ABOUT THIS TASK: Word for word, the records below are to be set down again.

INFORMATION GIVEN:
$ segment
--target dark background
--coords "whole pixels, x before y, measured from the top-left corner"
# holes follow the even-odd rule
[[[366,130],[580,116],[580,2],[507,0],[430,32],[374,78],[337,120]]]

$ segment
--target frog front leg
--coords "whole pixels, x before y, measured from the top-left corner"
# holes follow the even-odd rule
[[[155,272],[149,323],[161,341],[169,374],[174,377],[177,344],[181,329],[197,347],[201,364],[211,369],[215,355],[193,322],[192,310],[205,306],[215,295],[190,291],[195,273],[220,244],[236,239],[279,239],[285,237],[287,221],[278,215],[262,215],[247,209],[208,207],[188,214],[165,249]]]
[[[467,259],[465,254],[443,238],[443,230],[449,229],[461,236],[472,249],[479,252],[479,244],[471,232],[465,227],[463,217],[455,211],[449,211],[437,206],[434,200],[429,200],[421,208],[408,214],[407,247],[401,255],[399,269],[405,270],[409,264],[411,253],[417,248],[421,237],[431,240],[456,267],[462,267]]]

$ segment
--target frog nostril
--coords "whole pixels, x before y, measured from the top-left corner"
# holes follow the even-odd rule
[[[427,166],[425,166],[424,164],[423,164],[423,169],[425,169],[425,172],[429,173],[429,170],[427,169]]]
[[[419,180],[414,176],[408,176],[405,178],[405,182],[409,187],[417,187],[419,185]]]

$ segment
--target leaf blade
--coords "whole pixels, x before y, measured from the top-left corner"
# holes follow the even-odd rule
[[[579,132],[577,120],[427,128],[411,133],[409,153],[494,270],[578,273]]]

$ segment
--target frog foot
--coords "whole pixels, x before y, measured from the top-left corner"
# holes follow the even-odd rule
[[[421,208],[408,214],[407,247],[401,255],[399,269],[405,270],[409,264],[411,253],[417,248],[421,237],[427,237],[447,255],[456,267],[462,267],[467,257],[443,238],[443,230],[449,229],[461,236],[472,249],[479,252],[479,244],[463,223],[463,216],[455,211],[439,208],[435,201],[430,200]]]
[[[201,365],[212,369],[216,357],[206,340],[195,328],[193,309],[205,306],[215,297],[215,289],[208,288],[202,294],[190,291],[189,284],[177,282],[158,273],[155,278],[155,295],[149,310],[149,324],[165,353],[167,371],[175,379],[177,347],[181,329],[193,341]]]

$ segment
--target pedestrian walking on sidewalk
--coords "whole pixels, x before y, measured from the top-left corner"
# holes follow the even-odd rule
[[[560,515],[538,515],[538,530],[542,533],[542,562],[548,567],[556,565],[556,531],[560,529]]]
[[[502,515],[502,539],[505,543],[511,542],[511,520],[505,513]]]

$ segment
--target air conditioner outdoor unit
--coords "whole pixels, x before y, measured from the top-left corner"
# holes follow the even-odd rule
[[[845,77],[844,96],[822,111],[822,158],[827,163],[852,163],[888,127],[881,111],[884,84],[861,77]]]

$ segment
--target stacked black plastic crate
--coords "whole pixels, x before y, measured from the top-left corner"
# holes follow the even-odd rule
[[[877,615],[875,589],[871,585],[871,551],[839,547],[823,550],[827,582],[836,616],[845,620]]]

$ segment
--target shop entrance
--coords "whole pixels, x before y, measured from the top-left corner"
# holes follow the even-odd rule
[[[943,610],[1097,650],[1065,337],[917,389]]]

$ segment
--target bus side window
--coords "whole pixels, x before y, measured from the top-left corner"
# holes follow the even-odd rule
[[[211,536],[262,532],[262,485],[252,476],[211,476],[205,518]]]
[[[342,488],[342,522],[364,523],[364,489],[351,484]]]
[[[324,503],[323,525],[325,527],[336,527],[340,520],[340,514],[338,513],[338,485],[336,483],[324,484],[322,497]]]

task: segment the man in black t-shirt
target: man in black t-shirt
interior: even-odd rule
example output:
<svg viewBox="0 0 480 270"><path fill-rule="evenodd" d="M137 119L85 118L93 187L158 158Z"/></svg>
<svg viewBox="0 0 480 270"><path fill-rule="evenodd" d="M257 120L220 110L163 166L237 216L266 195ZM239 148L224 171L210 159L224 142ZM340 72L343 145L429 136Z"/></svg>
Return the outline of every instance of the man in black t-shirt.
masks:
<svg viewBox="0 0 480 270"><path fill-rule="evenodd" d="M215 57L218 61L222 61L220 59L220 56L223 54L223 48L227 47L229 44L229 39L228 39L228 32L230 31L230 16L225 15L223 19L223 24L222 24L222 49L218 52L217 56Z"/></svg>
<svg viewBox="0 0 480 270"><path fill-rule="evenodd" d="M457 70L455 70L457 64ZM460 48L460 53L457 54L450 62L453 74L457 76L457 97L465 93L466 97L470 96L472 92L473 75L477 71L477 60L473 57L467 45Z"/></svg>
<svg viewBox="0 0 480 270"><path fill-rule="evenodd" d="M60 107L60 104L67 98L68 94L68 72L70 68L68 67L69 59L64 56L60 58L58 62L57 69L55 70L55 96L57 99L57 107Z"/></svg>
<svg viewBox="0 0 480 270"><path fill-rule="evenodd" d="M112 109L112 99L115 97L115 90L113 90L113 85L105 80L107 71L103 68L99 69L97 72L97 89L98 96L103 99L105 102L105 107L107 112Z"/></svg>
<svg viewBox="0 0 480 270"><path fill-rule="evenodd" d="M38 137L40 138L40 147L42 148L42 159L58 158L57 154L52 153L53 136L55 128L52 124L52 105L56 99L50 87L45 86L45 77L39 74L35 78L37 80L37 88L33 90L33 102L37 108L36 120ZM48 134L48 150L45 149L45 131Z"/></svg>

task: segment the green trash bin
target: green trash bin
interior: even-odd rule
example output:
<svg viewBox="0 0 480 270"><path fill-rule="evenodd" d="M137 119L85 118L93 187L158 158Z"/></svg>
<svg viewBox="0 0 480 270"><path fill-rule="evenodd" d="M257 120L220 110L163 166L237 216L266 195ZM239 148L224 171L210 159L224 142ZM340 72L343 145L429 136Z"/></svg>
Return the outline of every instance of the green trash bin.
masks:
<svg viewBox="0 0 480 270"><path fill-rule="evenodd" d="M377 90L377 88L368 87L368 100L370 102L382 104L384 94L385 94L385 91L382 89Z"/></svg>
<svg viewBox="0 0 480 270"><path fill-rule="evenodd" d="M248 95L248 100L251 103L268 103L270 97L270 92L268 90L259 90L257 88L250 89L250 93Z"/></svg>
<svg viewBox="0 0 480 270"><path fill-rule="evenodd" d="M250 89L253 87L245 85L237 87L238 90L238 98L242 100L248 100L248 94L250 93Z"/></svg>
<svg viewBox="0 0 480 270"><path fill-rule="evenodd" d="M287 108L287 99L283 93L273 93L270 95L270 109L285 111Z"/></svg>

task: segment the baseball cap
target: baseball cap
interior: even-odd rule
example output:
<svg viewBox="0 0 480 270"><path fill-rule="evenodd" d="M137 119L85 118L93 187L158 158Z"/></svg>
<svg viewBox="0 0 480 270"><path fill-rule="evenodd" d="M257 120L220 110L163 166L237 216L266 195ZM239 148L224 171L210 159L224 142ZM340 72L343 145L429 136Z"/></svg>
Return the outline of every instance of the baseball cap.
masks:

TASK OUTPUT:
$ segment
--target dark background
--coords "whole pixels, x before y, measured from the top-left corner"
# holes follow the even-odd rule
[[[366,130],[580,116],[580,2],[507,0],[430,32],[374,78],[337,120]]]

$ segment
--target frog front leg
--coords "whole pixels, x before y, measured from the top-left corner"
# holes follow the even-odd rule
[[[155,272],[149,323],[161,341],[169,374],[174,377],[177,344],[181,329],[197,347],[201,364],[211,369],[215,355],[193,322],[192,310],[205,306],[215,295],[190,291],[195,273],[220,244],[236,239],[279,239],[285,237],[287,221],[278,215],[262,215],[247,209],[208,207],[188,214],[165,249]]]
[[[467,259],[465,254],[443,238],[443,230],[449,229],[461,236],[472,249],[479,252],[479,244],[471,232],[465,227],[463,217],[455,211],[449,211],[437,206],[434,200],[429,200],[421,208],[408,214],[407,247],[401,255],[399,269],[405,270],[409,264],[411,253],[417,248],[421,237],[431,240],[456,267],[462,267]]]

$ segment
--target frog nostril
--coords "whole pixels, x before y, measured from the top-left corner"
# holes follow the even-odd rule
[[[427,166],[425,166],[424,164],[423,164],[423,169],[425,169],[425,172],[429,173],[429,170],[427,169]]]
[[[419,180],[414,176],[408,176],[405,178],[405,182],[409,187],[417,187],[419,185]]]

$ segment
--target leaf blade
--coords "whole pixels, x before y, measured from the top-left corner"
# holes follow the even-odd rule
[[[579,132],[577,120],[427,128],[411,133],[409,153],[494,270],[578,273]]]

$ segment
--target frog foot
--coords "whole pixels, x before y, measured from the top-left corner"
# holes follow the even-odd rule
[[[421,208],[408,214],[407,247],[401,255],[399,269],[405,270],[409,264],[411,253],[417,248],[421,237],[427,237],[447,255],[456,267],[462,267],[467,257],[443,238],[443,230],[449,229],[461,236],[472,249],[479,252],[479,244],[463,223],[463,216],[455,211],[439,208],[435,201],[430,200]]]
[[[201,365],[212,369],[216,357],[206,340],[195,328],[193,309],[205,306],[215,297],[215,289],[208,288],[202,294],[190,291],[189,284],[177,282],[158,273],[155,278],[155,295],[149,310],[149,324],[165,353],[167,371],[175,379],[177,347],[181,329],[193,341]]]

$ segment
--target pedestrian walking on sidewalk
--coords "whole pixels, x before y, measured from the top-left corner"
# holes follow the even-odd rule
[[[560,515],[538,515],[538,530],[542,533],[542,562],[548,567],[556,565],[556,531],[560,529]]]
[[[502,515],[502,539],[505,543],[511,542],[511,520],[505,513]]]

$ segment
--target air conditioner outdoor unit
--coords "whole pixels, x before y, measured from the top-left corner"
# holes follow the even-odd rule
[[[845,77],[844,96],[822,111],[822,158],[827,163],[852,163],[888,127],[881,111],[884,84],[861,77]]]

$ segment
--target stacked black plastic crate
--coords "whole pixels, x before y, measured from the top-left corner"
# holes follow the even-odd rule
[[[877,615],[875,589],[871,585],[871,551],[839,547],[823,550],[827,582],[836,616],[845,620]]]

$ segment
--target shop entrance
--coords "whole pixels, x before y, measured from the top-left corner"
# holes follow the even-odd rule
[[[943,610],[1097,650],[1065,337],[917,389]]]

$ segment
--target bus side window
--coords "whole pixels, x before y, measured from the top-left corner"
# holes follow the even-odd rule
[[[211,536],[262,532],[262,485],[252,476],[211,476],[205,518]]]
[[[342,488],[342,522],[364,523],[364,489],[351,484]]]
[[[324,503],[323,525],[325,527],[336,527],[340,520],[340,514],[338,513],[338,485],[336,483],[324,484],[322,497]]]

task: segment the man in black t-shirt
target: man in black t-shirt
interior: even-odd rule
example output:
<svg viewBox="0 0 480 270"><path fill-rule="evenodd" d="M137 119L85 118L93 187L158 158Z"/></svg>
<svg viewBox="0 0 480 270"><path fill-rule="evenodd" d="M257 120L220 110L163 166L237 216L266 195ZM239 148L224 171L210 159L224 142ZM340 72L343 145L429 136Z"/></svg>
Return the outline of every instance of the man in black t-shirt.
masks:
<svg viewBox="0 0 480 270"><path fill-rule="evenodd" d="M215 57L218 61L222 61L220 59L220 56L223 54L223 48L227 47L229 44L229 39L228 39L228 32L230 31L230 16L225 15L223 19L223 24L222 24L222 49L218 52L217 56Z"/></svg>
<svg viewBox="0 0 480 270"><path fill-rule="evenodd" d="M457 70L455 70L457 64ZM460 48L460 53L457 54L450 62L453 74L457 76L457 97L465 93L466 97L470 96L472 92L473 75L477 71L477 60L473 57L467 45Z"/></svg>
<svg viewBox="0 0 480 270"><path fill-rule="evenodd" d="M60 107L60 104L67 98L68 94L68 72L70 68L68 67L69 59L64 56L60 58L58 62L57 69L55 70L55 96L57 99L57 107Z"/></svg>
<svg viewBox="0 0 480 270"><path fill-rule="evenodd" d="M112 109L112 99L115 97L115 90L113 90L113 85L105 80L107 71L103 68L99 69L97 72L97 89L98 96L103 99L105 102L105 107L107 112Z"/></svg>
<svg viewBox="0 0 480 270"><path fill-rule="evenodd" d="M38 137L40 138L40 147L42 148L42 159L58 158L57 154L52 153L53 136L55 128L52 124L52 105L56 99L50 87L45 86L45 77L39 74L35 78L37 80L37 88L33 90L33 102L37 108L36 120ZM48 134L48 150L45 149L45 131Z"/></svg>

task: segment the green trash bin
target: green trash bin
interior: even-odd rule
example output:
<svg viewBox="0 0 480 270"><path fill-rule="evenodd" d="M137 119L85 118L93 187L158 158Z"/></svg>
<svg viewBox="0 0 480 270"><path fill-rule="evenodd" d="M257 120L220 110L163 166L237 216L266 195ZM239 148L224 171L210 159L224 142ZM340 72L343 145L429 136Z"/></svg>
Return the outline of every instance of the green trash bin.
masks:
<svg viewBox="0 0 480 270"><path fill-rule="evenodd" d="M377 90L377 88L368 87L368 100L370 102L382 104L384 94L385 94L385 91L382 89Z"/></svg>
<svg viewBox="0 0 480 270"><path fill-rule="evenodd" d="M248 95L248 100L251 103L268 103L270 97L270 92L268 90L259 90L257 88L250 89L250 93Z"/></svg>
<svg viewBox="0 0 480 270"><path fill-rule="evenodd" d="M250 89L253 87L245 85L237 87L238 90L238 98L242 100L248 100L248 94L250 93Z"/></svg>
<svg viewBox="0 0 480 270"><path fill-rule="evenodd" d="M287 108L287 99L283 93L273 93L270 95L270 109L285 111Z"/></svg>

task: segment the baseball cap
target: baseball cap
interior: even-odd rule
example output:
<svg viewBox="0 0 480 270"><path fill-rule="evenodd" d="M137 119L85 118L93 187L158 158Z"/></svg>
<svg viewBox="0 0 480 270"><path fill-rule="evenodd" d="M257 120L220 110L163 166L237 216L266 195ZM239 148L224 171L210 159L224 142ZM340 72L343 145L429 136Z"/></svg>
Return the outline of every instance of the baseball cap.
masks:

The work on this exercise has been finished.